▶ EXERCISE INSTRUCTIONS:
Set out every line of the items below as a single numbered list, skipping blank lines. Leave the pictures out of your answer.
— Start TASK DATA —
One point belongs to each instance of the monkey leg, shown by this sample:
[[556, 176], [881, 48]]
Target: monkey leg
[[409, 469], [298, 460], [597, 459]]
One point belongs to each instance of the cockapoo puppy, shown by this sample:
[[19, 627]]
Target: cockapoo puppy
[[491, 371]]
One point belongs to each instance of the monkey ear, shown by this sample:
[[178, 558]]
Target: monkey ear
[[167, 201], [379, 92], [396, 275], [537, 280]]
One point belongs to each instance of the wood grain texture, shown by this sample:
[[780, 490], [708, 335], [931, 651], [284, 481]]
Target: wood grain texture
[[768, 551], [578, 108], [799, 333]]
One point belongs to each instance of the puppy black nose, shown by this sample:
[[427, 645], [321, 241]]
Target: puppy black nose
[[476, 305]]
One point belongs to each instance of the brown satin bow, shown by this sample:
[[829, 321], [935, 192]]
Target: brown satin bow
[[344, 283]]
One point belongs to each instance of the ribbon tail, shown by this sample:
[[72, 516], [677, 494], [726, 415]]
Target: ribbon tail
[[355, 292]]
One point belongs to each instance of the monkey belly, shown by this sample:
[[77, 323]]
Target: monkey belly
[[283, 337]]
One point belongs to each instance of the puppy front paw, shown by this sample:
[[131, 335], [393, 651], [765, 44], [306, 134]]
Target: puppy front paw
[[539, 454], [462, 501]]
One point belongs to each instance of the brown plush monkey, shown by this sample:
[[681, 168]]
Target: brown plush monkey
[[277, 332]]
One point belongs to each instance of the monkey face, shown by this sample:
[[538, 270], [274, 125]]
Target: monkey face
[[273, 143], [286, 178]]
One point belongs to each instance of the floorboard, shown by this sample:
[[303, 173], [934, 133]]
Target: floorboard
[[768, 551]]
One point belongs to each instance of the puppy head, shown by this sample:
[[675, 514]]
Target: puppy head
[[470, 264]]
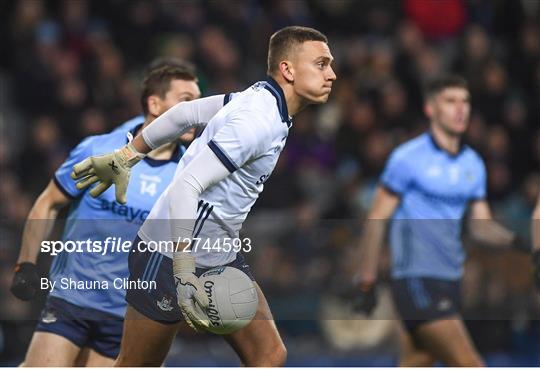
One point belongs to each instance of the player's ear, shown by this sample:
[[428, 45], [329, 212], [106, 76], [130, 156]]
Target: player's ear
[[154, 107], [287, 70]]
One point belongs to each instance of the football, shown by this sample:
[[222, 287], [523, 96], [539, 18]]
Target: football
[[233, 299]]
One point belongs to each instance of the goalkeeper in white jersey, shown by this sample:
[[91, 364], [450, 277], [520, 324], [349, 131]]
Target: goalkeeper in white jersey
[[217, 182]]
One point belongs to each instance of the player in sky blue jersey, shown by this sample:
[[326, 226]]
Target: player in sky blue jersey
[[82, 321], [428, 185]]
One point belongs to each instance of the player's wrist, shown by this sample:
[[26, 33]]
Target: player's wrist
[[129, 155]]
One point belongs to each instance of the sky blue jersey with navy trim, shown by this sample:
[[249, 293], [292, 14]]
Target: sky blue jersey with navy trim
[[435, 188], [98, 218]]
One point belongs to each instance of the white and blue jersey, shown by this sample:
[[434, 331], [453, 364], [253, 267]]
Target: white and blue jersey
[[435, 189], [247, 135], [96, 219]]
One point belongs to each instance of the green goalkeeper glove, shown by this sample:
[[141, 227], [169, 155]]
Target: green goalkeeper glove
[[106, 170]]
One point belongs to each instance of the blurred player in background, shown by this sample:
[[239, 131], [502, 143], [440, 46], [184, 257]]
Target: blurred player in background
[[535, 234], [84, 327], [427, 186], [217, 182]]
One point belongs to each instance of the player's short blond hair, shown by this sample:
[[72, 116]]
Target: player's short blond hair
[[286, 40]]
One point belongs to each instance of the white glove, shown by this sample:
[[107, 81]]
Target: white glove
[[107, 169], [192, 299]]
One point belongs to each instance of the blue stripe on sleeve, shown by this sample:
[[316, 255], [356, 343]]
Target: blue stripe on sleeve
[[229, 164]]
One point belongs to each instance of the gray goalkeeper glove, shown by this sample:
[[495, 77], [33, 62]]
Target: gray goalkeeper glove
[[106, 170], [192, 299]]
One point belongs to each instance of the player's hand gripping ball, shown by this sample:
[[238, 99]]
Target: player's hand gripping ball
[[233, 299]]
— End TASK DATA —
▶ WORKED SOLUTION:
1. One point belongs to each instance of the monkey leg, shown by this sample:
2. [[556, 176], [881, 48]]
3. Target: monkey leg
4. [[409, 469], [298, 460], [597, 459]]
5. One point belongs to each instance of the cockapoo puppy, shown by this sample:
6. [[19, 627]]
7. Target: cockapoo puppy
8. [[491, 371]]
9. One point belongs to each instance of the monkey ear, shown by this sample:
10. [[178, 558]]
11. Target: monkey ear
12. [[167, 201], [379, 92], [396, 275], [537, 280]]
13. One point belongs to each instance of the wood grain texture, shown by this sample:
14. [[780, 490], [708, 335], [931, 651], [284, 481]]
15. Target: wood grain texture
16. [[768, 551], [578, 108], [799, 333]]
17. One point belongs to each instance of the puppy black nose, shown by this sample:
18. [[427, 645], [321, 241]]
19. Target: puppy black nose
20. [[476, 305]]
21. One point belongs to each instance of the brown satin bow, shown by this sample:
22. [[829, 321], [935, 192]]
23. Target: brown satin bow
24. [[344, 283]]
25. One point belongs to each instance of the ribbon tail, shown by this sample:
26. [[72, 516], [677, 494], [726, 415]]
27. Target: ribbon tail
28. [[355, 292]]
29. One point belongs to each instance of the monkey belly, shown by this sample:
30. [[77, 323]]
31. Target: monkey belly
32. [[283, 337]]
33. One point belongs to each instance of the puppy front paw, shown by this sample:
34. [[131, 335], [393, 651], [765, 44], [306, 134]]
35. Target: puppy front paw
36. [[539, 454], [462, 501]]
37. One point belongs to each instance of the brown plush monkey, shown by this sample:
38. [[681, 168]]
39. Target: brown plush monkey
40. [[277, 332]]
41. One point belongs to each instance of the monkey face, shown by this sample:
42. [[538, 270], [274, 125]]
43. Target: monkey face
44. [[273, 143], [286, 178]]
45. One point belongs to each instance of the floorboard, shown by this sample:
46. [[303, 173], [934, 133]]
47. Target: floorboard
48. [[768, 551]]
49. One point belongs to each instance of the puppy head, shown by this sample:
50. [[675, 514]]
51. Target: puppy head
52. [[470, 264]]
53. One point belongs to each instance of the player's ear, shown by this sample:
54. [[428, 45], [329, 212], [106, 76], [130, 156]]
55. Target: player's ear
56. [[154, 107], [287, 70]]
57. One point belongs to each instance of the football, shown by this sample:
58. [[222, 287], [523, 96], [539, 18]]
59. Target: football
60. [[233, 299]]
61. One point belongs to each instance of the goalkeeper in white jersey, shown by this sample:
62. [[91, 364], [450, 277], [520, 324], [349, 131]]
63. Target: goalkeeper in white jersey
64. [[217, 182]]
65. One point belongs to each instance of the player in sky blue jersey, shown by this sample:
66. [[326, 226]]
67. Target: player in sky blue jersey
68. [[82, 321], [428, 185]]
69. One point belongs to each instance of the player's wrist, shown by this sample:
70. [[26, 33]]
71. Target: player's wrist
72. [[129, 155]]
73. One point belongs to each instance of the sky blue jersey with navy trim, shown by this sample:
74. [[249, 293], [292, 14]]
75. Target: sky blue jersey with navy trim
76. [[435, 188], [98, 218]]
77. One point belongs to each instance of the white and blue jersey, shown by this sample:
78. [[434, 331], [453, 364], [253, 267]]
79. Target: white and blue jersey
80. [[435, 189], [247, 135], [96, 219]]
81. One point belongs to each instance of the green goalkeeper glove, shown by this sample:
82. [[141, 227], [169, 155]]
83. Target: green goalkeeper glove
84. [[106, 170]]
85. One point belongs to each instance of the blurred player in background, shown by this sample:
86. [[239, 131], [502, 143], [440, 46], [184, 257]]
87. Target: blurred player in background
88. [[535, 234], [84, 327], [427, 186], [217, 182]]
89. One point belongs to each instance of the player's short blond hair, shown by this sample:
90. [[72, 116]]
91. Target: player's short blond hair
92. [[286, 40]]
93. One point belongs to each instance of the white glove, shown by this sample:
94. [[107, 81]]
95. Target: white glove
96. [[107, 169], [192, 299]]
97. One point belongs to each instance of the blue stripe on sleeve, shown by this sample:
98. [[316, 255], [356, 343]]
99. Target: blue stripe on sleeve
100. [[229, 164]]
101. One point belongs to each instance of the gray goalkeeper glove, shown by this sample:
102. [[495, 77], [33, 62]]
103. Target: gray goalkeeper glove
104. [[106, 170], [192, 299]]
105. One point belongs to each instance of the player's hand gripping ball, shown by this sample:
106. [[238, 99]]
107. Target: player's hand gripping ball
108. [[233, 299]]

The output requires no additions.